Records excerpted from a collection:
──────────────────────────────
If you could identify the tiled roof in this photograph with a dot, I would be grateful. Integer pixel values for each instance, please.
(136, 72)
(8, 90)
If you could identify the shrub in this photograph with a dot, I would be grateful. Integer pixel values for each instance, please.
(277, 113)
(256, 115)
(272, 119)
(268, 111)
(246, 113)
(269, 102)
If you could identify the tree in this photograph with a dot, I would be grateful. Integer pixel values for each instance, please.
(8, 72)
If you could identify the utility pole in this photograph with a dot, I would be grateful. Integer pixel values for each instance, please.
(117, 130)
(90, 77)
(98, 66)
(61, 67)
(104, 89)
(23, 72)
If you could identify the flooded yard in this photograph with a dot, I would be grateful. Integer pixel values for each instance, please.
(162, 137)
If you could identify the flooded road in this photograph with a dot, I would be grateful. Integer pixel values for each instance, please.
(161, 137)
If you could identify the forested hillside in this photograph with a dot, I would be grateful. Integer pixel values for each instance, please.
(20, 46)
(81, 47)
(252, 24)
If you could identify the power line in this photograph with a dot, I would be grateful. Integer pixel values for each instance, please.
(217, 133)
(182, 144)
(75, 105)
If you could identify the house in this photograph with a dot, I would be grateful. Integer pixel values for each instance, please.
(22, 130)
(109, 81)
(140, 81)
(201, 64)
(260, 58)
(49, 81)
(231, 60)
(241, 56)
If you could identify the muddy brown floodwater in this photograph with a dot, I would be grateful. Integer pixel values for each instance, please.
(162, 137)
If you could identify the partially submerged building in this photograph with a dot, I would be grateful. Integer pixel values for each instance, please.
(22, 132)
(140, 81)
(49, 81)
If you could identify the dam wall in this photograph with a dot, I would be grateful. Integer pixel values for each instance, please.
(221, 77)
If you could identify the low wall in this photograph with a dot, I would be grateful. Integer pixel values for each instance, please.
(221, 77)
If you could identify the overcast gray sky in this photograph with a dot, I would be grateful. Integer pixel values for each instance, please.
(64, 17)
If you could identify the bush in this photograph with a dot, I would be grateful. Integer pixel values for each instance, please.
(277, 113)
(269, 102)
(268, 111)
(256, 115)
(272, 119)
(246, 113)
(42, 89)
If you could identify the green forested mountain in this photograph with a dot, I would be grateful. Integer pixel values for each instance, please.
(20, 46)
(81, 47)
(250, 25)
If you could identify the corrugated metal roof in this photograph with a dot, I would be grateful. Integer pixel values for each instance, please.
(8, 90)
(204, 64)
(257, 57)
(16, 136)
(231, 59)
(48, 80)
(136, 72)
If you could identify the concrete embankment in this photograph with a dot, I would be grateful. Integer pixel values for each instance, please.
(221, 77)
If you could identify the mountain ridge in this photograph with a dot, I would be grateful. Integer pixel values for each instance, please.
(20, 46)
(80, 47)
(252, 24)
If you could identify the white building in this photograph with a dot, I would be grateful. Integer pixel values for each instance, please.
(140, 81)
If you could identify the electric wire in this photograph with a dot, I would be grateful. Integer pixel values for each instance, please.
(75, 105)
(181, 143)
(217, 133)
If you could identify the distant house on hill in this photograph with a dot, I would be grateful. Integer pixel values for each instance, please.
──────────────────────────────
**EXERCISE DETAILS**
Beginning at the line that holds "If you could identify the muddy", reproduce each line of the records above down to and including the last one.

**OUTPUT BELOW**
If you could identify the muddy brown floodwater in this photograph with a dot, I would be grateful. Integer pixel values for each instance, please.
(162, 137)
If you could identify the partially submerged building in this photograph with a dot, I would be grateful. Integer pixel values for each instance, please.
(22, 132)
(140, 81)
(49, 81)
If you could identify the dam wall in this photograph with a dot, I would be grateful. Integer pixel values for each instance, please.
(221, 77)
If you could identify the low wall in this photograph with a dot, I would be grateful. Integer pixel values for each instance, please.
(221, 77)
If you could identify the overcast gray sky in this photograph with a dot, I would be grateful. Integer pixel values for each instance, please.
(64, 17)
If you could identify the bush in this photograph with a dot, I would be grateful. Integer pixel values for each instance, please.
(277, 113)
(269, 102)
(268, 111)
(256, 115)
(272, 119)
(246, 113)
(42, 89)
If you could identify the green forested mountain in this photograph with a dot, I would be grateful. Integer pixel values for each instance, please.
(20, 46)
(81, 47)
(250, 25)
If you could identify the corrugated metal roof in this photograph with a dot, I would be grateful. Integer pixel values for each instance, please.
(8, 90)
(204, 64)
(257, 57)
(16, 136)
(231, 59)
(48, 80)
(136, 72)
If you could identify the concrete embankment in this photograph with a dot, I would be grateful. Integer pixel values for each instance, please.
(221, 77)
If you could identify the mountain ridge in this photograph with a dot, I would be grateful. Integer pixel values for each instance, please.
(20, 46)
(80, 47)
(252, 24)
If you could identify the white building in this photograph with a dot, I would be grateful. Integer pixel values for each instance, please.
(140, 81)
If you could identify the electric wire in this photograph with a dot, I would be grateful. Integer pixel values for each instance, please.
(75, 105)
(181, 143)
(217, 133)
If you could identify the distant house on hill in this photograph with a dot, I would be grateful. Integer pixel values for each instance, please.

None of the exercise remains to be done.